Exercise >> Copy out only the lines of the listing between the lines holding "the engine hose" and "the red clamp", inclusive, with the requests unchanged. Offset every coordinate in the answers by adding 102 to each number.

* BEGIN Records supplied *

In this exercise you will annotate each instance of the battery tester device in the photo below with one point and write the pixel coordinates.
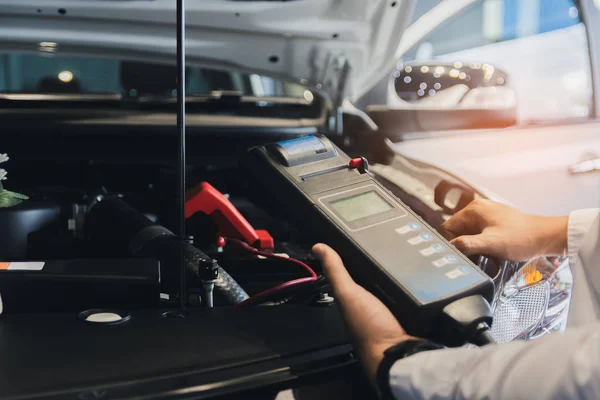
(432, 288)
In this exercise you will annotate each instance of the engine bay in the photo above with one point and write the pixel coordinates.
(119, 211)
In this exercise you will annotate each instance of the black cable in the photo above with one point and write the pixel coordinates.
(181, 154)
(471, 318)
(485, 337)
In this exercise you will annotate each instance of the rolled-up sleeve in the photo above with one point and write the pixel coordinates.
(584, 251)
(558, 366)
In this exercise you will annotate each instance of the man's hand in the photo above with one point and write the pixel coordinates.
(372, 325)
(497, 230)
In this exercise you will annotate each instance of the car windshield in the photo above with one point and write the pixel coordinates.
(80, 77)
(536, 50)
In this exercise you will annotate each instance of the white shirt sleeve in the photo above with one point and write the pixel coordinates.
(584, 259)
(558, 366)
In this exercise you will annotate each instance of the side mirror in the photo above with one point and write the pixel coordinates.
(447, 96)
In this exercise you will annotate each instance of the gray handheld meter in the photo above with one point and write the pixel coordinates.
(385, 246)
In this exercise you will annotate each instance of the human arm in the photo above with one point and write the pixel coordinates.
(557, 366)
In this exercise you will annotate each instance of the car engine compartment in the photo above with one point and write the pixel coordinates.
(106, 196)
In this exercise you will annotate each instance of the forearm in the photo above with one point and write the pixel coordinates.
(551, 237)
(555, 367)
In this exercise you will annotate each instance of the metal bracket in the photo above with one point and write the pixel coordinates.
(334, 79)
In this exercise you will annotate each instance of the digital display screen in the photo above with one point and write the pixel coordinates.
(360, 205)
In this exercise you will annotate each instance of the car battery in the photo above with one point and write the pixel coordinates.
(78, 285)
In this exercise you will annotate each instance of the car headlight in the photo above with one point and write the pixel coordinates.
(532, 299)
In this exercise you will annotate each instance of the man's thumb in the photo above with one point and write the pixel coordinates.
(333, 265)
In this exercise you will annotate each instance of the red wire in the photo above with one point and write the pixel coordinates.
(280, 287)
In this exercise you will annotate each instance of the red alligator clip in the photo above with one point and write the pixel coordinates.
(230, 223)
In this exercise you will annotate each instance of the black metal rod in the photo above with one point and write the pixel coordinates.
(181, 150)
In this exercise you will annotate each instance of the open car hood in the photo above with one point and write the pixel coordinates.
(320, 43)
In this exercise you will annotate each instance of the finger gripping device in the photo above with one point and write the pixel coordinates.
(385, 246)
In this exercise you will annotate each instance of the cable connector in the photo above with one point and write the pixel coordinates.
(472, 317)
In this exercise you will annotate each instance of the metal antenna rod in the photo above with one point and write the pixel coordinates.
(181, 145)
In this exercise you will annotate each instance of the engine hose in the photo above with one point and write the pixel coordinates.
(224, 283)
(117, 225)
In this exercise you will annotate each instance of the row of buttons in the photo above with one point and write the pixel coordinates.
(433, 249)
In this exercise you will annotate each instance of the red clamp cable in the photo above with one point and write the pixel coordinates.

* END Records supplied *
* BEGIN Records supplied *

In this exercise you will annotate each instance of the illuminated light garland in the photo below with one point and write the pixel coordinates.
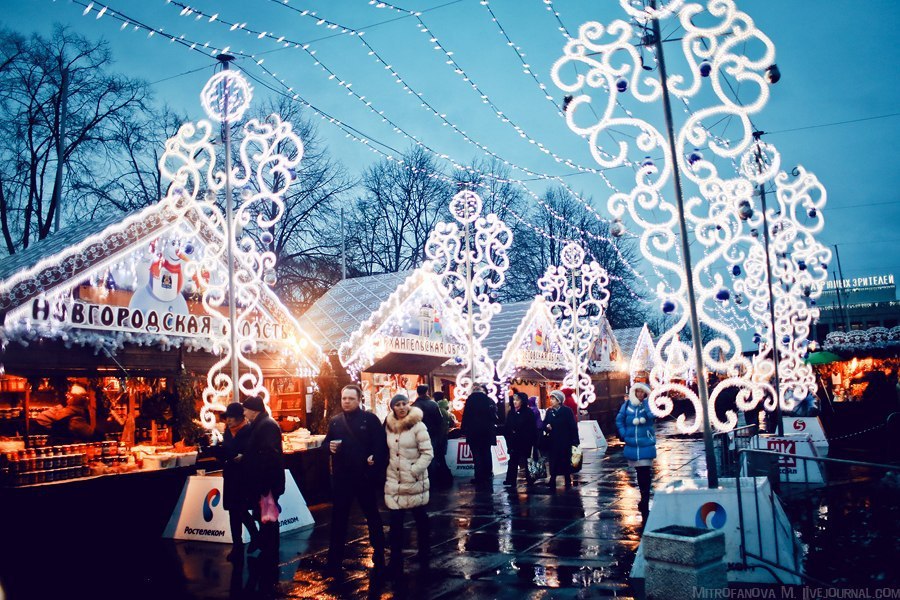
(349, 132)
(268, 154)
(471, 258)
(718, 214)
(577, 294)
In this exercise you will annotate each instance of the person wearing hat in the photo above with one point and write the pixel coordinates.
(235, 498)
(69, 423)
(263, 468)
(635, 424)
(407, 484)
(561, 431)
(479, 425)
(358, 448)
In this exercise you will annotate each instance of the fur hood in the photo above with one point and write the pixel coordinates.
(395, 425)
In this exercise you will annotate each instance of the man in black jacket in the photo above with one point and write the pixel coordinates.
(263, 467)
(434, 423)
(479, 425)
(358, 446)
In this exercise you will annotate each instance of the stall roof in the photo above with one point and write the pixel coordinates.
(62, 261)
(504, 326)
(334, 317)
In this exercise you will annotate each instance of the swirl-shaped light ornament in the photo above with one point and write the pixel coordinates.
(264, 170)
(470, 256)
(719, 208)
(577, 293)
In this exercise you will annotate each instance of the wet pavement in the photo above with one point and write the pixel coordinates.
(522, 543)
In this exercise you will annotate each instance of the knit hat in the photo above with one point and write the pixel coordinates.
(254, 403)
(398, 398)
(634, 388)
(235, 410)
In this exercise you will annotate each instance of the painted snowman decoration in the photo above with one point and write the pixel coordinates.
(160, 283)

* END Records supplied *
* BEGIN Records supplied *

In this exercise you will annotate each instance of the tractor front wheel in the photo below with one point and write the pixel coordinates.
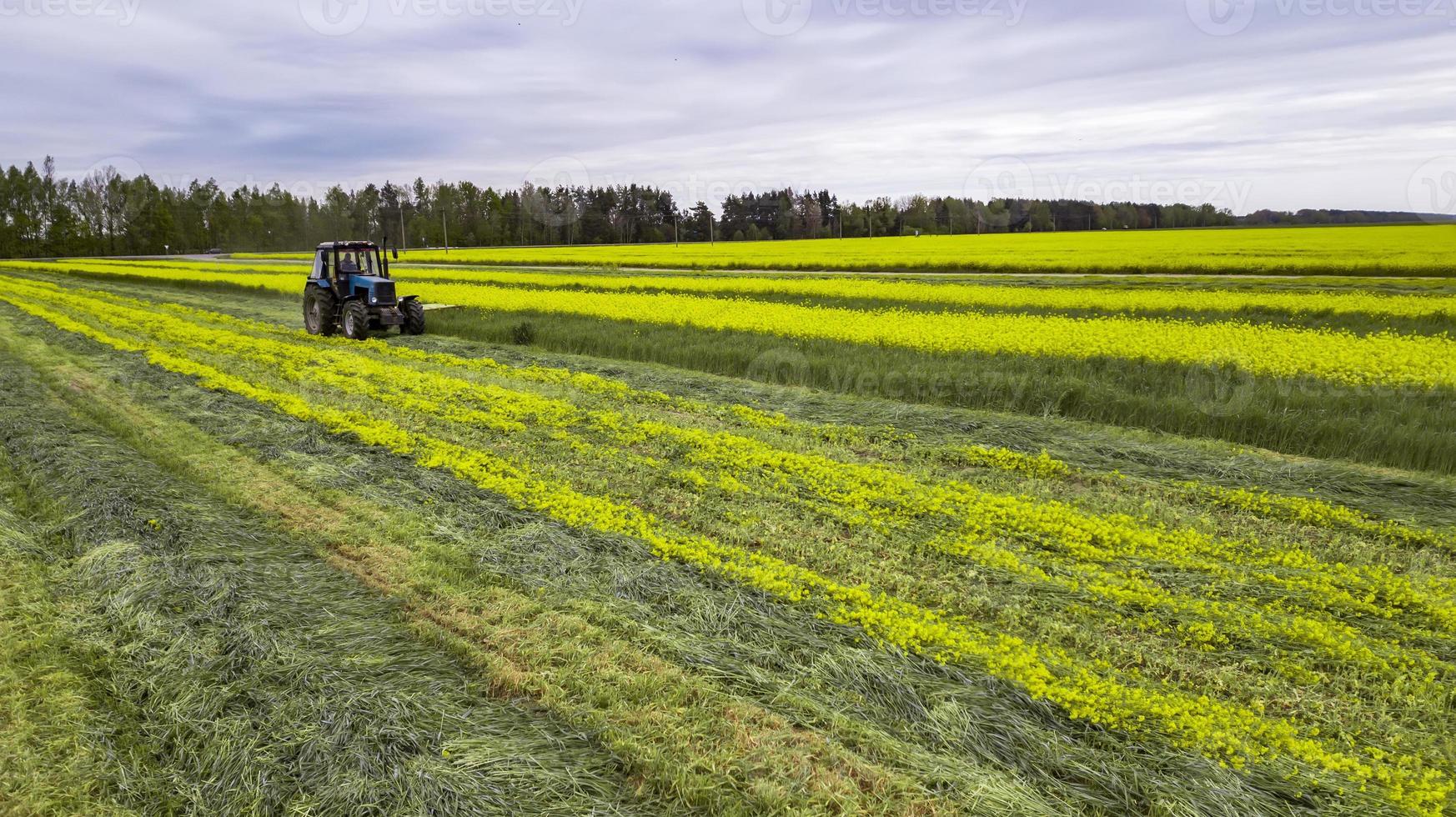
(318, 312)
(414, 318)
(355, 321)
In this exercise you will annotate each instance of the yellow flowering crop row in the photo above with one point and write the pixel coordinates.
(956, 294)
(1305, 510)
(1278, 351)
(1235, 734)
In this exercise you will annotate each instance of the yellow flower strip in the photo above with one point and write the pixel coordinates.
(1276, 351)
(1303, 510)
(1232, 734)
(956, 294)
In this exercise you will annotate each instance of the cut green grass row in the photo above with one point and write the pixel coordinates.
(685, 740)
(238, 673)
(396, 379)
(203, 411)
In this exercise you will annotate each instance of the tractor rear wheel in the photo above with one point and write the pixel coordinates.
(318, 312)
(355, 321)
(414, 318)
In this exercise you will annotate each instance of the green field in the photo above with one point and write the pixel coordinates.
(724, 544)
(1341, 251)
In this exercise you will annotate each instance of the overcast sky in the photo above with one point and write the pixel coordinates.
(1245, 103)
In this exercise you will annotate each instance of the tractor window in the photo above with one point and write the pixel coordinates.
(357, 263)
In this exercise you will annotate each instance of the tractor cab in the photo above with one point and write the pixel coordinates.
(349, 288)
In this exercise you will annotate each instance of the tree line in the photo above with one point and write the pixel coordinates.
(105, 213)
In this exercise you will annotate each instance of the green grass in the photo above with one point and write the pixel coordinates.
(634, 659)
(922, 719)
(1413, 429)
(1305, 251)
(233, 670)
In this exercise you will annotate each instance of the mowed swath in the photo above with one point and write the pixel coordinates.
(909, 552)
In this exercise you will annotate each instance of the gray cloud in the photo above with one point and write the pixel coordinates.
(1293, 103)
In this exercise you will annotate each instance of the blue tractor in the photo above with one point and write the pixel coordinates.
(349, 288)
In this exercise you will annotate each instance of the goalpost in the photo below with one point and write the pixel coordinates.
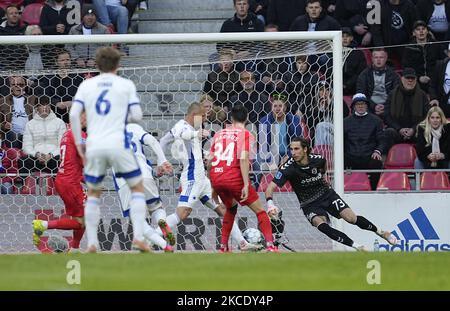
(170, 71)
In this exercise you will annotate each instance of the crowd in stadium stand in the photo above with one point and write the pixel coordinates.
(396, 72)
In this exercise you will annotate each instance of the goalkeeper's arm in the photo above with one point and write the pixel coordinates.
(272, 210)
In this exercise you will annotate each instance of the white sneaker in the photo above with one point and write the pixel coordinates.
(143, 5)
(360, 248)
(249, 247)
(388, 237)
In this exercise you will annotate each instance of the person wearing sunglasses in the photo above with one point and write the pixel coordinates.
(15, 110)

* END Records supplied *

Exercise output >>
In this exercise you will annotate each instance of the engine hose in the photo above with one point and write the pixel coordinates.
(326, 385)
(219, 327)
In this exercise you will annotate each instance of the row of buttons in the photo above with one point and write the pixel coordinates.
(535, 351)
In this exercise you will annotate each instance of the red clamp cable in the photo above with one point and write the pixel coordinates.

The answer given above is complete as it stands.